THE EXERCISE
Your task is to repeat the lines below exactly, excluding any pictures they contain.

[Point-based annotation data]
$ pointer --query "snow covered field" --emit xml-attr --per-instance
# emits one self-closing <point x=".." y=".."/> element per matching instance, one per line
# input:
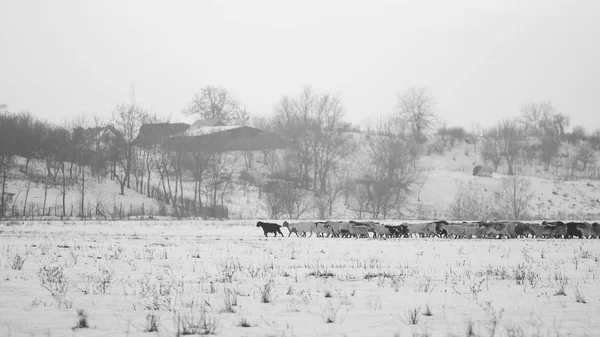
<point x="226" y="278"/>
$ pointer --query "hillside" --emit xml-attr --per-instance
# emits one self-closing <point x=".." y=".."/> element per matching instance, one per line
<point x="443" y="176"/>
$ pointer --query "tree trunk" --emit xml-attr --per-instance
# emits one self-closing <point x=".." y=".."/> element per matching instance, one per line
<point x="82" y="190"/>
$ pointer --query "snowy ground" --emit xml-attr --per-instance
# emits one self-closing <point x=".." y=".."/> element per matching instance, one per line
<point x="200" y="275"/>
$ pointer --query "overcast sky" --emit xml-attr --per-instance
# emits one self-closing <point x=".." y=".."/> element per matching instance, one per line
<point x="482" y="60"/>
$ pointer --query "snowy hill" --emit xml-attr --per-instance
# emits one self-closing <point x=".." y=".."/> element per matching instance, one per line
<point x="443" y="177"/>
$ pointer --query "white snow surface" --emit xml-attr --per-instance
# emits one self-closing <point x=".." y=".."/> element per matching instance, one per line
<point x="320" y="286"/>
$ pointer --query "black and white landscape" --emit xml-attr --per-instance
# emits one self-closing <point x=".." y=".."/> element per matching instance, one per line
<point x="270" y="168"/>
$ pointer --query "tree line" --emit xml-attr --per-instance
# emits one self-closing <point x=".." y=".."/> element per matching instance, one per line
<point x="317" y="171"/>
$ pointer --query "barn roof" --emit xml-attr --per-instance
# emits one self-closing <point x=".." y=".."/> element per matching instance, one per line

ANSWER TO THIS EXERCISE
$ pointer --query "snow covered field" --emit xml-attr --per-instance
# emits one self-closing <point x=".." y=".."/> element per matching instance, one per line
# input:
<point x="226" y="278"/>
$ pointer --query "hillside" --emit xml-attr --per-instance
# emits one self-closing <point x=".." y=".."/> element per matching instance, one per line
<point x="443" y="176"/>
$ pointer --query "tree trunk" --emit xml-attr --per-instance
# emits one self-closing <point x=".." y=".."/> element per matching instance, one per line
<point x="82" y="190"/>
$ pointer --query "snowy ground" --emit xml-attr --per-instance
# emits one self-closing <point x=".." y=".."/> element per matching instance, one per line
<point x="200" y="275"/>
$ pointer --query "overcast sky" --emit xml-attr --per-instance
# emits one self-closing <point x=".." y=".."/> element per matching instance, one per line
<point x="482" y="60"/>
$ pointer --query "snowy hill" --emit xml-attr --per-instance
# emits one self-closing <point x=".." y=".."/> element per matching instance, one per line
<point x="443" y="177"/>
$ pointer --query "white snow surface" --emit xml-attr --per-instance
# emits one self-closing <point x=".." y=".."/> element per matching instance, one per line
<point x="320" y="286"/>
$ pointer --query "black and white landscape" --emit xml-attr --per-instance
# emits one self-closing <point x=".." y=".."/> element per matching instance, one per line
<point x="270" y="168"/>
$ pointer --query "tree line" --emit xml-attr --per-instance
# emits one self-closing <point x=".." y=".."/> element per matching instance, one per line
<point x="317" y="171"/>
$ pointer --query "barn roof" --emit xml-attr --per-instance
# emits one self-closing <point x=".." y=".."/> element per matching instance, one per line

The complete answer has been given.